• OPDRACHTEN
**A)** Vat de brief over de Nota Ruimte alstublieft samen in twee zinnen.
**B)** Op welke datum is de brief over de Nota Ruimte in Den Haag gedateerd?
**C)** Ga verder met de brief over de Nota Ruimte vanaf de laatste zin van het fragment.

• AANGELEVERD FRAGMENT
29 435
Nota Ruimte

nr. 192
BRIEF VAN DE MINISTER VAN VOLKSHUISVESTING, RUIMTELIJKE ORDENING EN MILIEUBEHEER

Aan de Voorzitter van de Tweede Kamer der Staten-Generaal

Den Haag, 2 juli 2007

In het Coalitieakkoord staat dat het beleid in de Nota Ruimte het uitgangspunt blijft voor het ruimtelijke domein. In dit verband zijn de financiële middelen die voor de Nota Ruimte zijn bestemd van belang. Met deze brief bericht ik u, mede namens de bewindspersonen van LNV, EZ en VenW, hoe ik de middelen zal prioriteren en besteden.

1. Impuls gebiedsontwikkeling

Wat willen we bereiken?

[Items uit een gegevensbron]
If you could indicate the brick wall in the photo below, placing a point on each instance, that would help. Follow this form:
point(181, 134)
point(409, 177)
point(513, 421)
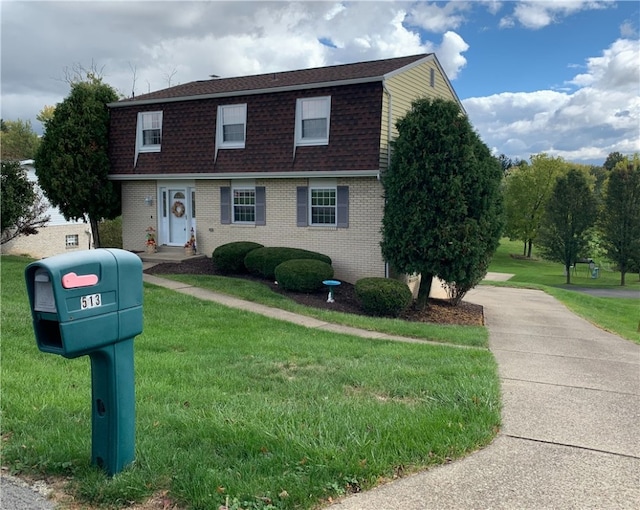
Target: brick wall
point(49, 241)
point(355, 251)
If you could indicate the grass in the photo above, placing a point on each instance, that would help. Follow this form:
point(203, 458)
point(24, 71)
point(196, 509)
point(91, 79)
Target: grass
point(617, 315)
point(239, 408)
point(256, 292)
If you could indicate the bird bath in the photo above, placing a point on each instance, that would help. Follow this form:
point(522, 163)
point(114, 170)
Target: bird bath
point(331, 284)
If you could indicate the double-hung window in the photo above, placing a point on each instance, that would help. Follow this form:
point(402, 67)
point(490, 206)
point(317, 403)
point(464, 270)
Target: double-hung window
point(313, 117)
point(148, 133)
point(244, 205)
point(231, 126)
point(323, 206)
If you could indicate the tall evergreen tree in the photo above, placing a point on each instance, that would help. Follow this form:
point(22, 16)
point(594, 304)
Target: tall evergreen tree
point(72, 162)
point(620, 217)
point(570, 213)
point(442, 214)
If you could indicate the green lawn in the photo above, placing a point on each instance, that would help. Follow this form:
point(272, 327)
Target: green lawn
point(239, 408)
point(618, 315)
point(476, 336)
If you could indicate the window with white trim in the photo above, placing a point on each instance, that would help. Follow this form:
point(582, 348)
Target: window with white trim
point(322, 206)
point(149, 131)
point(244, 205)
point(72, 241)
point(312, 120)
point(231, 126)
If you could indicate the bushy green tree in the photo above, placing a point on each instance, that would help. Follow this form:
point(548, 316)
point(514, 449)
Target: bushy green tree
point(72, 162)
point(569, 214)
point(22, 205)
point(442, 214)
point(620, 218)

• VERWACHTE ANTWOORDEN
**A)** Volgens het Coalitieakkoord blijft het beleid in de Nota Ruimte het uitgangspunt voor het ruimtelijke domein, waarbij de financiële middelen voor de nota van belang zijn. In de brief laat de minister, mede namens de bewindspersonen van LNV, EZ en VenW, weten hoe die middelen geprioriteerd en besteed zullen worden.

**B)** 2 juli 2007

**C)**
Op basis van onder andere de Nota Ruimte en de uitwerking daarvan in het beleidsprogramma van dit kabinet (duurzame ruimtelijke inrichting: o.a. «wonen en werken in Mooi Nederland») worden in de komende decennia grote ruimtelijke ingrepen voorzien. De klimaatverandering vergt ingrijpende maatregelen aan de kust, rivierengebied en in de veenweidengebieden. De noodzakelijke duurzame economische groei vraagt om een hoogwaardig vestigingsklimaat, met name in de Randstad en Zuidoost Brabant/Noord Limburg. Een optimale bereikbaarheid, voldoende aanbod van ruimte voor bedrijvigheid en uitstekende woon- en leefomstandigheden (incl. groene voorzieningen) zijn hierbij belangrijke randvoorwaarden. Het coalitieakkoord spreekt over een verhoging van de woningbouwproductie naar een niveau tussen de 80 000 en 100 000 woningen die uiteraard met aandacht voor kwaliteit dienen te worden gebouwd. Van groot belang is deze verstedelijking (wonen en werken) zodanig vorm te geven, zodat het landschap blijft gespaard en de kwaliteit van stad én land zal toenemen. Deze ruimtelijke opgaven dienen gebiedsgericht en in samenhang te worden aangepakt.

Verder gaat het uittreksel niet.